À faire:
1: Dans l'extrait sur la Fed et le marché obligataire, quel niveau de l'indice TLT sera scruté attentivement dans les prochains jours ?
2: Poursuivez l'extrait sur la Fed et le marché obligataire après sa dernière phrase.

Extrait fourni:

☆ ☆ ☆

La guerre accélère l’inflation, et c’est précisément dans ce contexte géopolitique que le président de la Fed change de discours par rapport à l'inflation. Après plus d’un an de déni sur la question, Jérôme Powell change radicalement son approche du phénomène, qu’il avoue bien plus grave qu’anticipé.
Oui, l’inflation est un phénomène monétaire, et la Fed ne peut pas croiser les bras en attendant le retour par magie d'un supposé régime désinflationniste. De la bouche même du président de la Fed, l’inflation n’est plus un phénomène uniquement lié aux perturbations sur la chaîne de production. Cet aveu, à ce moment-là de la crise, est un choc pour le marché obligataire.
Cette semaine, le marché du crédit connait des tensions qui rappellent les prémisses des dernières crises financières.
En quelques jours, les taux longs américains se sont envolés, les fonds se désengagent massivement des marchés obligataires....
… et les taux hypothécaires américains ont pris quasiment 2% en quelques semaines. Les taux immobiliers aux États-Unis sont sur le point de dépasser leurs plus hauts de 2018.
L’indice TLT, qui mesure le rendement du 20 ans américain, est passé au-dessous de ses plus bas de 3 ans et se rapproche de son support haussier. Le niveau des 120 $ sera scruté attentivement dans les prochains jours.
Le marché des bonds municipaux est dans une situation plus critique. Le support est déjà atteint :
La tension est moins importante néanmoins sur HYG, qui mesure le rendement obligataire “corporate”. Les niveaux de stress sont encore loin d’avoir atteint les niveaux de 2008 et 2020, qui avaient conduit la Fed à intervenir massivement sur les marchés :
Le rythme de hausse des taux est significatif depuis le dernier discours de la Fed. Même si on est très loin d’une phase de capitulation, le marché obligataire émet depuis quelques jours des signes de craquement.

☆ ☆ ☆

Données enregistrées:

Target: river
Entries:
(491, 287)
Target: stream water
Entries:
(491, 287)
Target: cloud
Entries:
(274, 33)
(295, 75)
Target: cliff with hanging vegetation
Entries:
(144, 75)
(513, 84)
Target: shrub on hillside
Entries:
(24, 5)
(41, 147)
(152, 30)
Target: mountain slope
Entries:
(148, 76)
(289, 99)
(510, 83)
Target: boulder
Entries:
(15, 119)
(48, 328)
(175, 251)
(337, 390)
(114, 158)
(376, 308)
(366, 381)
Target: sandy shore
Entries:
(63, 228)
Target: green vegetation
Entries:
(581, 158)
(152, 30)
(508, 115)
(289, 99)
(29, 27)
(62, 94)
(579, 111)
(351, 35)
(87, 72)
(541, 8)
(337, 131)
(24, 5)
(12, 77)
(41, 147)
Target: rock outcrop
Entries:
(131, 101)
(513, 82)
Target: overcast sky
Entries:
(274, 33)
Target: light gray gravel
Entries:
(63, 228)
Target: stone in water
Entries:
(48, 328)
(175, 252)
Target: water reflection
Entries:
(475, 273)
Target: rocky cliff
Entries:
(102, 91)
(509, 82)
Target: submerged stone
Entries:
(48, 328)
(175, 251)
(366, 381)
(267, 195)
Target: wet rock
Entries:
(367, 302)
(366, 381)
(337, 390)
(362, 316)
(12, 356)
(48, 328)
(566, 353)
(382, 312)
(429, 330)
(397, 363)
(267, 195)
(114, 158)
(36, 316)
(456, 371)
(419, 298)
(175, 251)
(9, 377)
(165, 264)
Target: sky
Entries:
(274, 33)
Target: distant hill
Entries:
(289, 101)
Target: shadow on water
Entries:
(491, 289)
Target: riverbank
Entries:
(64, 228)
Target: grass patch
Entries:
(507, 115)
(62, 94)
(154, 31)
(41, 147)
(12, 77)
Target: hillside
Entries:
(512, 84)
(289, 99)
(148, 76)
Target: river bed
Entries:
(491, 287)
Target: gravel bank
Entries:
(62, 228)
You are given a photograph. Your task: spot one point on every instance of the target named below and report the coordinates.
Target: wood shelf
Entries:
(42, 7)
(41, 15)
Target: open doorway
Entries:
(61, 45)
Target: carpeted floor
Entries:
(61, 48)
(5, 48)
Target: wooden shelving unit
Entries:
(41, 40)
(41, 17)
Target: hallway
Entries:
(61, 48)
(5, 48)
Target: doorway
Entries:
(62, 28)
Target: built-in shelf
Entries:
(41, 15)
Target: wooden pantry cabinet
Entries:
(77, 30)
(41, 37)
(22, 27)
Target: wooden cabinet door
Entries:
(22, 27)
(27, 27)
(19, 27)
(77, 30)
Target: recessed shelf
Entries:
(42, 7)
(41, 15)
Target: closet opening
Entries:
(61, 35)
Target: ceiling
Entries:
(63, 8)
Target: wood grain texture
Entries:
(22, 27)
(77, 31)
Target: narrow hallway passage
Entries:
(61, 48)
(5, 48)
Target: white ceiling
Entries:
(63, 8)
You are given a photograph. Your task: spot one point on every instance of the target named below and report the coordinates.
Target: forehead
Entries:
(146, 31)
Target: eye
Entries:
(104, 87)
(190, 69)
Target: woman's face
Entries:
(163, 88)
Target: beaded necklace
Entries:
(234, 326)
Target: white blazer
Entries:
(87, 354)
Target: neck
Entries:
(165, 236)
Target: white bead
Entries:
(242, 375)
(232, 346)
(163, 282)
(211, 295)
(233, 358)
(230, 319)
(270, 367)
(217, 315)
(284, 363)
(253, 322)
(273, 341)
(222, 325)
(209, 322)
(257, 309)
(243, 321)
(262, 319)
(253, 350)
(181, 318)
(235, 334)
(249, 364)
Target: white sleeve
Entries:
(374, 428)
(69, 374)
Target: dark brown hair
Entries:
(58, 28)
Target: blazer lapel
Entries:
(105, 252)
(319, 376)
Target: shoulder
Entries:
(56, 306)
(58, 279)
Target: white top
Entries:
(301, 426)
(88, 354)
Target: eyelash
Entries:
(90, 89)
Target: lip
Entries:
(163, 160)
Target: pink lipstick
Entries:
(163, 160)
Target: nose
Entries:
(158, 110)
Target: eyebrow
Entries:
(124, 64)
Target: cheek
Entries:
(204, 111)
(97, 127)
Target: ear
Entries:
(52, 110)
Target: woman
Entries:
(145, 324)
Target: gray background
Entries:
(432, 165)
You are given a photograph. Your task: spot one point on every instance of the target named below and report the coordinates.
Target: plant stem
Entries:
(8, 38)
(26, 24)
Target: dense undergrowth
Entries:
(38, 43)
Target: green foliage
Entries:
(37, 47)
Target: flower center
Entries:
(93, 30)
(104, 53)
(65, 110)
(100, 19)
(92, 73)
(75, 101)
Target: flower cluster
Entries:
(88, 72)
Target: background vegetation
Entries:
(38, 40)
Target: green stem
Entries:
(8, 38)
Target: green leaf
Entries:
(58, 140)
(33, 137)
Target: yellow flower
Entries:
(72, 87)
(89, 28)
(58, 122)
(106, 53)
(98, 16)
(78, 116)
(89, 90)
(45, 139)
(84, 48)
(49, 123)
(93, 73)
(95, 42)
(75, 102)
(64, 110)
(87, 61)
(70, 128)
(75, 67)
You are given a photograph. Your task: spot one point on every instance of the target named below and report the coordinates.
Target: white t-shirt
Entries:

☆ ☆ ☆

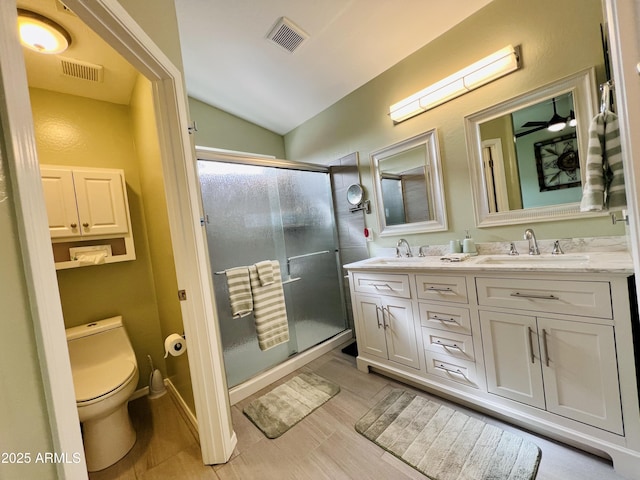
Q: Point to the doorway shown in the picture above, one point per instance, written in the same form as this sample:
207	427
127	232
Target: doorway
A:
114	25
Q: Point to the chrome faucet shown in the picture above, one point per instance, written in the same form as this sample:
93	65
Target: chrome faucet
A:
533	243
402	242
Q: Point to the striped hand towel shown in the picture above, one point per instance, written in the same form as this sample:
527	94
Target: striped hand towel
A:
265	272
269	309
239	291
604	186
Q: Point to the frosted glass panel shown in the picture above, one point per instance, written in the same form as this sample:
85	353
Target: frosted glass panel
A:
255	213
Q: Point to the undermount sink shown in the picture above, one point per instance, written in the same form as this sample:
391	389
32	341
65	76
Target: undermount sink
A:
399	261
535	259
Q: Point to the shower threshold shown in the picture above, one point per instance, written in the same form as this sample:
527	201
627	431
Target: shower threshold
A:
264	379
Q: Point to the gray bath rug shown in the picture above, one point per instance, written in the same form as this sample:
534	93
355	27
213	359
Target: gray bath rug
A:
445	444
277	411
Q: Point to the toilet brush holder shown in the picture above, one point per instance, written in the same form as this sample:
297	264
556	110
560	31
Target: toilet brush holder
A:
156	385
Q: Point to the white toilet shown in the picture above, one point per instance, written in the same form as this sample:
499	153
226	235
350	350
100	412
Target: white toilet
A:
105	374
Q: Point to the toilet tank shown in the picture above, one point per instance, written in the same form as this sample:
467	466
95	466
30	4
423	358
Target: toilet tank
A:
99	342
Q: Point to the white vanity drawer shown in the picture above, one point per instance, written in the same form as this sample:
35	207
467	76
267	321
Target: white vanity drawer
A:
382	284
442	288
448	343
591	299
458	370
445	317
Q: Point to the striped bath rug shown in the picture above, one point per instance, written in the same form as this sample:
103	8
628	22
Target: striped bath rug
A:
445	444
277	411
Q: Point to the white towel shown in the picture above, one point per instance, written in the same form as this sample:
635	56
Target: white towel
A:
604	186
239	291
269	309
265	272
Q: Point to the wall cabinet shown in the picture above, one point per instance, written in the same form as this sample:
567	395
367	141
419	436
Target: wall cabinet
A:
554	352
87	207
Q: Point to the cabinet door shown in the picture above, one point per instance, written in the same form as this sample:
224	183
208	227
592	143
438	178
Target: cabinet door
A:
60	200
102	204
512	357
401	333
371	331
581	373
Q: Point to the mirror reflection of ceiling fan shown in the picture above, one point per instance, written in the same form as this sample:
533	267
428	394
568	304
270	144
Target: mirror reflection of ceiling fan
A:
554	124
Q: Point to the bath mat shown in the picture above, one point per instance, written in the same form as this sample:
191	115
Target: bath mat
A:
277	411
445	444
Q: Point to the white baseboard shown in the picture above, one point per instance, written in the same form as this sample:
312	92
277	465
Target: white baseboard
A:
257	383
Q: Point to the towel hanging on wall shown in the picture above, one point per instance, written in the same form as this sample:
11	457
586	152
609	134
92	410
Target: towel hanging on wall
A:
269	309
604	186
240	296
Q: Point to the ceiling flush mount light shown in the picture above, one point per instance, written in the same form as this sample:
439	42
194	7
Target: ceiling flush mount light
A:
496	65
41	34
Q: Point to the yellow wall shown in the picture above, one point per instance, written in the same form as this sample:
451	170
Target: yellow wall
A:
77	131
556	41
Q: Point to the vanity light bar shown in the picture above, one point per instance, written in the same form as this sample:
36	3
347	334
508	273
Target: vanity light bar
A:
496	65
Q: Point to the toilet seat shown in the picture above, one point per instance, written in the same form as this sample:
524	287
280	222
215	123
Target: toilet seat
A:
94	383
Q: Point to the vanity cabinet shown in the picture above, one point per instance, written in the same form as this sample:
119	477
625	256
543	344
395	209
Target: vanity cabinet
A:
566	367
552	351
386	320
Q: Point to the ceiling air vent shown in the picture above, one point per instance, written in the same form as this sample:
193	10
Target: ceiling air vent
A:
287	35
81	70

☆ ☆ ☆

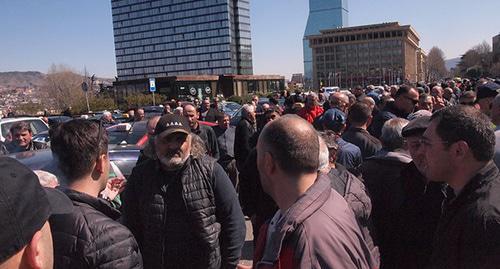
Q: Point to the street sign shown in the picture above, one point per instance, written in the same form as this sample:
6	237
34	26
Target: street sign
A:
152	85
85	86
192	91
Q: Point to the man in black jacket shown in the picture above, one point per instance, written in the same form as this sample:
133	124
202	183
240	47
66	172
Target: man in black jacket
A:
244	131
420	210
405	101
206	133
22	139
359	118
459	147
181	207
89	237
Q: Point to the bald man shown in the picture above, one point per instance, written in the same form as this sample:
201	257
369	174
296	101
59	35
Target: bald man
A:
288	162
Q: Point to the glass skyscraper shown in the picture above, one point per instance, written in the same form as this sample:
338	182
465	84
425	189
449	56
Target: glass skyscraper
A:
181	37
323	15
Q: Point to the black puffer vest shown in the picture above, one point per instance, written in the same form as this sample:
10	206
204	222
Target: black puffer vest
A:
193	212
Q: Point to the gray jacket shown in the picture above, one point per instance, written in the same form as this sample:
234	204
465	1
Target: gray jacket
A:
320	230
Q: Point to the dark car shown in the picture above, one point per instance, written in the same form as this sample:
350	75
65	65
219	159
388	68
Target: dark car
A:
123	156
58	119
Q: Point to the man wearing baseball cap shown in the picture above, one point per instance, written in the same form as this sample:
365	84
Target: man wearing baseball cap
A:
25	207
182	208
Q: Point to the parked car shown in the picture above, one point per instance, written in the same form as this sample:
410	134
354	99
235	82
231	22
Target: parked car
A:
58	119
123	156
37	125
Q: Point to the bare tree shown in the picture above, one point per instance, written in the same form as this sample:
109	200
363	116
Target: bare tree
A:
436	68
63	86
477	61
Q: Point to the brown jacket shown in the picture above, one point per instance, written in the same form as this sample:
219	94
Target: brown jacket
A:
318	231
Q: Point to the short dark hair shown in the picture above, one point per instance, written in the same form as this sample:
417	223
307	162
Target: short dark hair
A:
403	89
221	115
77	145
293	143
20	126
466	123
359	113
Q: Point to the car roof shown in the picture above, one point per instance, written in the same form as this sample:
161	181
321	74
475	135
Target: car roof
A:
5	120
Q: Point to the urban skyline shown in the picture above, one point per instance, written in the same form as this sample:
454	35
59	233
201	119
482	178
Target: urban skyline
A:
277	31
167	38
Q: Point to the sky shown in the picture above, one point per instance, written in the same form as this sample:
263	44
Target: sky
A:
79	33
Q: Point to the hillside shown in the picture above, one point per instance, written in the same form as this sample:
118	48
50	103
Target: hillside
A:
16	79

☆ ☆ ☆

Réponses par point:
1: Le niveau des 120 $.

2:
Cette faiblesse du marché obligataire empêche sans doute un rebond des valeurs de croissance, très sensibles à cette envolée des taux. Pourtant, l’indice NASDAQ se relève depuis quelques jours d’une situation de survente assez prononcée, emmené par le rebond de près de 30% des valeurs technologiques chinoises.
Mais le momentum de ce rebond semble s’essouffler, au regard de ce qui se passe sur le marché obligataire.
La remontée brutale des taux est traditionnellement défavorable à l’or et il est assez surprenant de voir les cours de l’or se maintenir cette semaine à des niveaux aussi élevés, surtout après un tel changement dans le discours de la Fed. L’or ne réagit pas à la montée des taux car le rythme de hausse de l’inflation ne ralentit pas, et les taux réels restent donc stables.
Tant que cette inflation continue à progresser, les relèvements de taux n’arriveront pas à faire corriger l’or de manière significative.
L’argent se maintient aussi à des niveaux élevés en dépit de la situation sur le marché obligataire. On peut y trouver une explication graphique.
La semaine dernière, on dessinait la figure “Death Cross” sur le NASDAQ pour expliquer que la reprise des valeurs technologiques serait contrecarrer par cette figure technique :
Cette semaine, nous dessinons en daily la “Golden Cross” de l’argent métal qui envoie, à l’inverse du NASDAQ, un signal haussier au moment du test du breakout du drapeau haussier.
Graphiquement, le NASDAQ est limité à la hausse, alors que l’argent est limité à la baisse.
En weekly, le rapport argent/NASDAQ teste une tendance baissière entamée en 2011. Après plusieurs échecs du percement de cette tendance, les doubles configurations inverses “Death Cross” et “Golden Cross” sur les deux indices risquent de changer la donne ce coup-ci.
En tout cas, le marché de l’argent physique anticipe ce rattrapage à la hausse des cours de l’argent. Chez de nombreux brokers, les premiums dépassent les 60% sur certaines pièces d’argent, ce qui dépasse les niveaux constatés lors du short squeeze de février 2021.